--- WHAT THE TASK ASKS ---
Copy out each line of the material below that holds the string "street".

--- DATA PROVIDED ---
==============================
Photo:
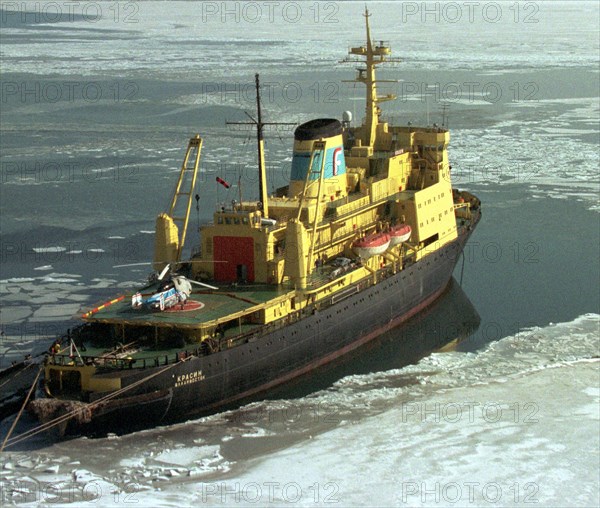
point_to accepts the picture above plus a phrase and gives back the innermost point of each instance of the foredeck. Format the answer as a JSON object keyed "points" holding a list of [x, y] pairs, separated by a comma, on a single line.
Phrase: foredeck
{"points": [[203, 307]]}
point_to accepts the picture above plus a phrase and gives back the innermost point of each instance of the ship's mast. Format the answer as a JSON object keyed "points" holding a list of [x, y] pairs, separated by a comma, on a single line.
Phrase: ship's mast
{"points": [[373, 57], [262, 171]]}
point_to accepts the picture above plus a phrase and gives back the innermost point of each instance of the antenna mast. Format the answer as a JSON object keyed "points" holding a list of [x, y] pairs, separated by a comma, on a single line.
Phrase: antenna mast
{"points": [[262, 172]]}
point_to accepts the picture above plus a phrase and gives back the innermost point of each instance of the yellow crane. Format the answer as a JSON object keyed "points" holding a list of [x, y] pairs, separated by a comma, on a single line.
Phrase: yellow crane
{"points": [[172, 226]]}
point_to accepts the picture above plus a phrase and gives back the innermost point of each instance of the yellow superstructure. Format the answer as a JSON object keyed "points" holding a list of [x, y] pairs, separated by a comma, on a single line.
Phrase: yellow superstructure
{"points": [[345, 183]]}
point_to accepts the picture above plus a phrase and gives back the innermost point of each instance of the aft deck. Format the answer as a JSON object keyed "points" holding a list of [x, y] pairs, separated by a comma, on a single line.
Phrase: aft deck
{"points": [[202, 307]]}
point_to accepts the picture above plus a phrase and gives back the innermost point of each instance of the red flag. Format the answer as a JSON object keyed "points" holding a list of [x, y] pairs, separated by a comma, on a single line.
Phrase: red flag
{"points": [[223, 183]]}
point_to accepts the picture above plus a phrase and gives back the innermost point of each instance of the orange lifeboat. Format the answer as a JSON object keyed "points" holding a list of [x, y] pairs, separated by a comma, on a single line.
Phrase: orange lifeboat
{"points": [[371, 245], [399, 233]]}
==============================
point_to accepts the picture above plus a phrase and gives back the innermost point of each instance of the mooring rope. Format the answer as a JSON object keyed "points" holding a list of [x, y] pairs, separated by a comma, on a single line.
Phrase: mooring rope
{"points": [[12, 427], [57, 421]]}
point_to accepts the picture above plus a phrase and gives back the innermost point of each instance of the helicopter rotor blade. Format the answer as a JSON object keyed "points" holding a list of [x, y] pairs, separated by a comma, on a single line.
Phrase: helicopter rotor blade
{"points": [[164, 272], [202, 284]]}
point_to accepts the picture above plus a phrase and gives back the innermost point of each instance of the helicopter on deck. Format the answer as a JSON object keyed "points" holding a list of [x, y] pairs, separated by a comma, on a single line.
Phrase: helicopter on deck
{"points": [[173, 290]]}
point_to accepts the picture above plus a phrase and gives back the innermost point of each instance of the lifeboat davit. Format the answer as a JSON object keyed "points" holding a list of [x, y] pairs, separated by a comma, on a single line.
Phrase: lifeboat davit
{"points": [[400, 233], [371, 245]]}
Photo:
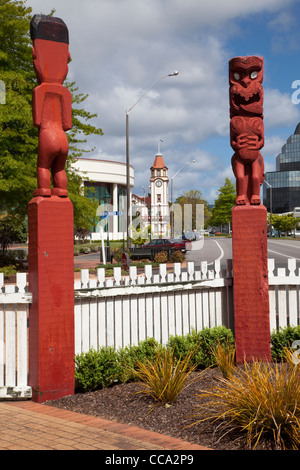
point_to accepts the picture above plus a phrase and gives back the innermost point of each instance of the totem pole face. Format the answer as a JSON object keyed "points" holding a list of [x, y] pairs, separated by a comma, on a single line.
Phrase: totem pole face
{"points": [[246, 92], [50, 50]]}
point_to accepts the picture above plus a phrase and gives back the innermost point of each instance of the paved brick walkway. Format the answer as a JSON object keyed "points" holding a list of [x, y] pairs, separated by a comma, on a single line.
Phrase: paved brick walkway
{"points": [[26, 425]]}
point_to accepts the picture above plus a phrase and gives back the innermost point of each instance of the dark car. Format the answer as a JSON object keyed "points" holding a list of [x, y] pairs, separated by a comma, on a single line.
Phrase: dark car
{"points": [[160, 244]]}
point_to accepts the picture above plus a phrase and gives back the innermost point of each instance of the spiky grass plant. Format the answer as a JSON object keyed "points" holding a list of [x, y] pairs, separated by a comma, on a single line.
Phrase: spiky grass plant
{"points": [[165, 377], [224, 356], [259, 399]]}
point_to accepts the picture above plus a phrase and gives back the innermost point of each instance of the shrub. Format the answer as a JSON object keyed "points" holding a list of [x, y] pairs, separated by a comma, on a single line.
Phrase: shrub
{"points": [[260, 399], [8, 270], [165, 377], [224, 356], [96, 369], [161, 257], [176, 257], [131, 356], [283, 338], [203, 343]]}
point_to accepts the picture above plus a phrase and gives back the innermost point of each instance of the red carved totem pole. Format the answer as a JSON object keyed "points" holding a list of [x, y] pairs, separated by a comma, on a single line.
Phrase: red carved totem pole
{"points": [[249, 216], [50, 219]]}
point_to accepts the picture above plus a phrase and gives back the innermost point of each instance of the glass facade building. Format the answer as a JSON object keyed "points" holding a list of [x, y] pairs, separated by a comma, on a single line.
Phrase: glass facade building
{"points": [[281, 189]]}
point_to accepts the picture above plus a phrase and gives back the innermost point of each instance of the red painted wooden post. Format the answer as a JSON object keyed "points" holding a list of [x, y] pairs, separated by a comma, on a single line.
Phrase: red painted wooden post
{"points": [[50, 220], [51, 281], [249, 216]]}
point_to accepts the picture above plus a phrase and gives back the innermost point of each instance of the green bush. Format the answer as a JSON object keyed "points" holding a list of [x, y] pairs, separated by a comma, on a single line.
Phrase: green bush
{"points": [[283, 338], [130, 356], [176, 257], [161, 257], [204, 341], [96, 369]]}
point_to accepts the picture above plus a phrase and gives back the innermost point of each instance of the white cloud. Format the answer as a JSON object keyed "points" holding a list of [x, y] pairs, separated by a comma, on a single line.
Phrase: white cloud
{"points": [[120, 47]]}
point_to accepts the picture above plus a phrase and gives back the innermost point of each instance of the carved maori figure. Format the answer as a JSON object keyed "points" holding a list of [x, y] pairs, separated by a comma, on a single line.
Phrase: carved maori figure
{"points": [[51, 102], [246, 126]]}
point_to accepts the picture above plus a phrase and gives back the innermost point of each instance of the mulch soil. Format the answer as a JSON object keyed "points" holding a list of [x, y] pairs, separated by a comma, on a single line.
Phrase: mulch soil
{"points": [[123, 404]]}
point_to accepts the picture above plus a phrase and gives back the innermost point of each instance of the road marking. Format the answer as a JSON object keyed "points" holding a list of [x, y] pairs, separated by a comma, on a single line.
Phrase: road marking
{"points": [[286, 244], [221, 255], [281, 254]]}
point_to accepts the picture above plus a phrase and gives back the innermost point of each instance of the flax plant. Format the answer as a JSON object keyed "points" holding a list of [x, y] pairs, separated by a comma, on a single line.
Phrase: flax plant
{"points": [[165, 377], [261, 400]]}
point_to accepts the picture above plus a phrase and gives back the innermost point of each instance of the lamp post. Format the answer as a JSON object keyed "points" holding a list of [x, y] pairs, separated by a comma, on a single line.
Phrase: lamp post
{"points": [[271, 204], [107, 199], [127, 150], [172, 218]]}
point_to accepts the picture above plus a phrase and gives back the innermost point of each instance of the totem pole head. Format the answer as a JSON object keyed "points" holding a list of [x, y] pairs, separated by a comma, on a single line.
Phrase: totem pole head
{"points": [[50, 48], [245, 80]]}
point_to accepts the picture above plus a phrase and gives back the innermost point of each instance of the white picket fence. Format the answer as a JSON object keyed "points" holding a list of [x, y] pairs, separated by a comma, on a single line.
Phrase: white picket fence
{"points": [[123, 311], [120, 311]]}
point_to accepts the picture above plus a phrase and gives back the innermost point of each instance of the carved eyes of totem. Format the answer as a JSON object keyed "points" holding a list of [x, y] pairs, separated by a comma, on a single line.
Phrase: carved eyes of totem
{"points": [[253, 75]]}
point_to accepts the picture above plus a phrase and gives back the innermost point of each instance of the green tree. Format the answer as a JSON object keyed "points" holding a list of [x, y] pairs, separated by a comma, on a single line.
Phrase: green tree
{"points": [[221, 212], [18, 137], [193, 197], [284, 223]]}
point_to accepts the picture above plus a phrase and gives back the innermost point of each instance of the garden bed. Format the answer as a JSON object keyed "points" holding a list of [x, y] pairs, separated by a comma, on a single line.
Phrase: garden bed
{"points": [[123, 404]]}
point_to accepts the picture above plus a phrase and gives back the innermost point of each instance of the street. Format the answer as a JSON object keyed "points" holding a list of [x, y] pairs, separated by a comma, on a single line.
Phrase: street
==============================
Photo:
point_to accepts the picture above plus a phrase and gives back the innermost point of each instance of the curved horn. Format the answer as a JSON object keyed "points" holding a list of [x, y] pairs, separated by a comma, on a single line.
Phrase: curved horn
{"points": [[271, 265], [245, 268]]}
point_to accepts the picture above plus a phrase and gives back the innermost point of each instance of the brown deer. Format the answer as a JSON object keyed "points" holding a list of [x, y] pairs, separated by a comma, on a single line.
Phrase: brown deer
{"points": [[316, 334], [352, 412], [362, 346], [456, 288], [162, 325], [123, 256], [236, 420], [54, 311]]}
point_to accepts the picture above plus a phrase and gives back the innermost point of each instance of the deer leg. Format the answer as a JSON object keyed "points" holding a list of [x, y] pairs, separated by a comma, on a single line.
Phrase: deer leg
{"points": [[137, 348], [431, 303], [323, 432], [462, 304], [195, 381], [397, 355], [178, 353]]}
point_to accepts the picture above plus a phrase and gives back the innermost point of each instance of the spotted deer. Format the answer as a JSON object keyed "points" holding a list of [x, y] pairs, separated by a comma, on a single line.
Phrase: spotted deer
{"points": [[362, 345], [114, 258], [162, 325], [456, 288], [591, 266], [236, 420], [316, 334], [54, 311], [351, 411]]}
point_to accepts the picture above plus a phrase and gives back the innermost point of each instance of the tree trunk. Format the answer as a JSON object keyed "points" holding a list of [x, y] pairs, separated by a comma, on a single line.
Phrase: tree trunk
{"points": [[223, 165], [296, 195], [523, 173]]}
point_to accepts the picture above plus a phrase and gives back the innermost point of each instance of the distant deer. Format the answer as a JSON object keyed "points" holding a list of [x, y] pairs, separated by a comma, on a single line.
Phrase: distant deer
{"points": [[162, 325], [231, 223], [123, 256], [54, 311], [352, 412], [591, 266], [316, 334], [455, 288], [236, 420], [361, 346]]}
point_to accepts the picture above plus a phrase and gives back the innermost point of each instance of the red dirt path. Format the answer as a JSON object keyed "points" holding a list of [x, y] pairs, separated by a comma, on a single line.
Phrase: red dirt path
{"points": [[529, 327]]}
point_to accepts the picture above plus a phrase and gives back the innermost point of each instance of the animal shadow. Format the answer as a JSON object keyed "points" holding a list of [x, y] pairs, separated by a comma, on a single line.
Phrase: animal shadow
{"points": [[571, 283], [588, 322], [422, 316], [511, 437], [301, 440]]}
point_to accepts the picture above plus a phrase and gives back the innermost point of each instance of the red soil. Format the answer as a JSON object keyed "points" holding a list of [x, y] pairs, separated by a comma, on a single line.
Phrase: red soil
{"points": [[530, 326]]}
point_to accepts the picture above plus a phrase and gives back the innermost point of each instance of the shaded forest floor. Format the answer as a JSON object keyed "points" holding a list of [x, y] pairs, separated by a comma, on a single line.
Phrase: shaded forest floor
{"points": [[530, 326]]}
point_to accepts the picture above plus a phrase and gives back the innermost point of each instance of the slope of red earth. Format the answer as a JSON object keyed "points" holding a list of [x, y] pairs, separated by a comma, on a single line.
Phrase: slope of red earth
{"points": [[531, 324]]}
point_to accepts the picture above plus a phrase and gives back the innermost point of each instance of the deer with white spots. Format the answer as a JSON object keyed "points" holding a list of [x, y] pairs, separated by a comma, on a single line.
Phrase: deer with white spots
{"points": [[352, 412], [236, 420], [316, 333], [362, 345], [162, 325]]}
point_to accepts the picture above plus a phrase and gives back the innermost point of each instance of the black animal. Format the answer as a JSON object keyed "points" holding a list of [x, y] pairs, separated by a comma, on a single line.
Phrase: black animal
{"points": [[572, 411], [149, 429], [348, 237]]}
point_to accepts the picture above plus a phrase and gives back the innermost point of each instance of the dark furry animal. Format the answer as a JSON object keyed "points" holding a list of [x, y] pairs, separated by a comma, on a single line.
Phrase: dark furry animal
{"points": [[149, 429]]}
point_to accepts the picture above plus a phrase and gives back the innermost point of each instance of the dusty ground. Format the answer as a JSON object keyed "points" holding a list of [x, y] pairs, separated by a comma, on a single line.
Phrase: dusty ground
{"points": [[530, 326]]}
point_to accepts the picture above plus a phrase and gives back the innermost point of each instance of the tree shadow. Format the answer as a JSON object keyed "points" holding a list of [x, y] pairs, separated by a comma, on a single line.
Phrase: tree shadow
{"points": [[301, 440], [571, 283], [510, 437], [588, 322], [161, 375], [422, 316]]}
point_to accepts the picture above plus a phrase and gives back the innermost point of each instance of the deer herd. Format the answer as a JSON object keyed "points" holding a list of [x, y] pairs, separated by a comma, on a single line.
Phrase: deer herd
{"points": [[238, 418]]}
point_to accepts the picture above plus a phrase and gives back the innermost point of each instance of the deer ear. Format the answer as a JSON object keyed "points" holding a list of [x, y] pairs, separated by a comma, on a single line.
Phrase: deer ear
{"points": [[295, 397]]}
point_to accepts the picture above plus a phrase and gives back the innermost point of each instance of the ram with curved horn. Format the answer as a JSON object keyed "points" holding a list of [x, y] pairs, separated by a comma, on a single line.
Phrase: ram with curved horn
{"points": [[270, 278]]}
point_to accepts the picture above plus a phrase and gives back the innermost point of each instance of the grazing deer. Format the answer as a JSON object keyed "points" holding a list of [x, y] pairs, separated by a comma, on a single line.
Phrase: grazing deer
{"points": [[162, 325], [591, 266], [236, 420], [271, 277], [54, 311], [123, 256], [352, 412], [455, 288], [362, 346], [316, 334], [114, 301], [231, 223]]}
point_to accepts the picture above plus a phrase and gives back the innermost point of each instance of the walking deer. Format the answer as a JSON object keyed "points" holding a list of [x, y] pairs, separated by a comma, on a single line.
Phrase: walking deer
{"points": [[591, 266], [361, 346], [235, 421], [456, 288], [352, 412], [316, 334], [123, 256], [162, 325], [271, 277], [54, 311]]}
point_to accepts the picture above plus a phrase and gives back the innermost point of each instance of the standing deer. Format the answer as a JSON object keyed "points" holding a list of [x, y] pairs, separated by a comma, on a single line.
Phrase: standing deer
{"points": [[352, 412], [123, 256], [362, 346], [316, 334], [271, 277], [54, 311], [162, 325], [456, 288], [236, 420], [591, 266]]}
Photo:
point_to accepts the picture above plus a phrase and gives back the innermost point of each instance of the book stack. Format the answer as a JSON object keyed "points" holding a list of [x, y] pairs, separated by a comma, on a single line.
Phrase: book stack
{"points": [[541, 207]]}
==============================
--- RESULT OF THE TASK ---
point_to accepts the picture above plus a phrase and gives back the innermost point of each instance of the street. Format the answer as a JSON object keyed "points" holding a list of [x, y] pairs, separated by a comma, on a single line.
Phrase: street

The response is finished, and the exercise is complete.